## Obiettivo
Riproduci senza alcuna modifica le righe di tutti i record che seguono.

## Estratti dei record
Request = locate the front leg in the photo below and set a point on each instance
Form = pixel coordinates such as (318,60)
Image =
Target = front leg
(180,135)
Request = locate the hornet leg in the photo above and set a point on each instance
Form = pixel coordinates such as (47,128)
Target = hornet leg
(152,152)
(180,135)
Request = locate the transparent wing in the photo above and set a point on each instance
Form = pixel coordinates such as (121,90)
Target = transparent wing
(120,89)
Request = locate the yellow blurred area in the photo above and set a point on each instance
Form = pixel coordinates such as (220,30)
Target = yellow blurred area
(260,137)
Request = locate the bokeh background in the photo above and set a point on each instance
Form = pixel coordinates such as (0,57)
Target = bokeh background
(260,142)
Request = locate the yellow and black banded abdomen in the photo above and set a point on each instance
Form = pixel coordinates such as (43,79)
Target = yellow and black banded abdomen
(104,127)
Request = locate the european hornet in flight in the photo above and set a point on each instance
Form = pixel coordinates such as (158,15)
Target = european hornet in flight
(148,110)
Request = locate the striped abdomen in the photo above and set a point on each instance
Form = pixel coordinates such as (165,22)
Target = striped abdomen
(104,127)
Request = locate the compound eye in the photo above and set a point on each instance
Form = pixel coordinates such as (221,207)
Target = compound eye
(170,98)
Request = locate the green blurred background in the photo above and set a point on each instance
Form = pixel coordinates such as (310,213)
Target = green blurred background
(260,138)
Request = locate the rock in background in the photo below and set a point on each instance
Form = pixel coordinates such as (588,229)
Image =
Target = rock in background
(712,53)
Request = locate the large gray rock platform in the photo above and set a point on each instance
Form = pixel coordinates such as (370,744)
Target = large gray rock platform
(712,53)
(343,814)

## Risultato finale
Request = locate the front leg in the photo below and set a point on each instance
Form = pixel coordinates such as (318,60)
Image =
Target = front leg
(180,135)
Request = locate the hornet leg in the photo above and set a point on each instance
Form = pixel coordinates such as (47,128)
Target = hornet leg
(152,152)
(180,135)
Request = locate the transparent wing in the photo above and set a point on each instance
Form = pixel coordinates such as (121,90)
Target = transparent wing
(120,89)
Request = locate the yellow blurred area in the photo above and set a point on each instance
Form = pixel coordinates such as (220,30)
Target = yellow blurred area
(260,137)
Request = locate the bokeh background in the photo above and set a point on each instance
Form = pixel coordinates such as (0,57)
Target = bokeh background
(260,142)
Request = locate the yellow and black banded abdomen in the photo above and set a point on each instance
Form = pixel coordinates such as (43,79)
Target = yellow and black banded abdomen
(104,127)
Request = locate the european hornet in flight in the photo above and set a point on each instance
Form = pixel coordinates such as (158,15)
Target = european hornet in flight
(148,110)
Request = locate the striped abdomen in the photo above and set a point on each instance
Form = pixel coordinates such as (165,22)
Target = striped abdomen
(104,127)
Request = locate the compound eye in the photo above and set a point on each instance
Form = pixel coordinates such as (221,207)
Target = compound eye
(170,98)
Request = locate the green blurred background in the photo above and set a point on each instance
Form = pixel coordinates such as (310,213)
Target = green blurred background
(260,138)
Request = locate the rock in background in the photo below and set a point on each instance
Form = pixel coordinates such as (588,229)
Image =
Target = rock in background
(712,53)
Request = locate the large gray rock platform in the photo above and set a point on each instance
Form = pixel coordinates such as (370,744)
Target = large gray rock platform
(712,53)
(343,814)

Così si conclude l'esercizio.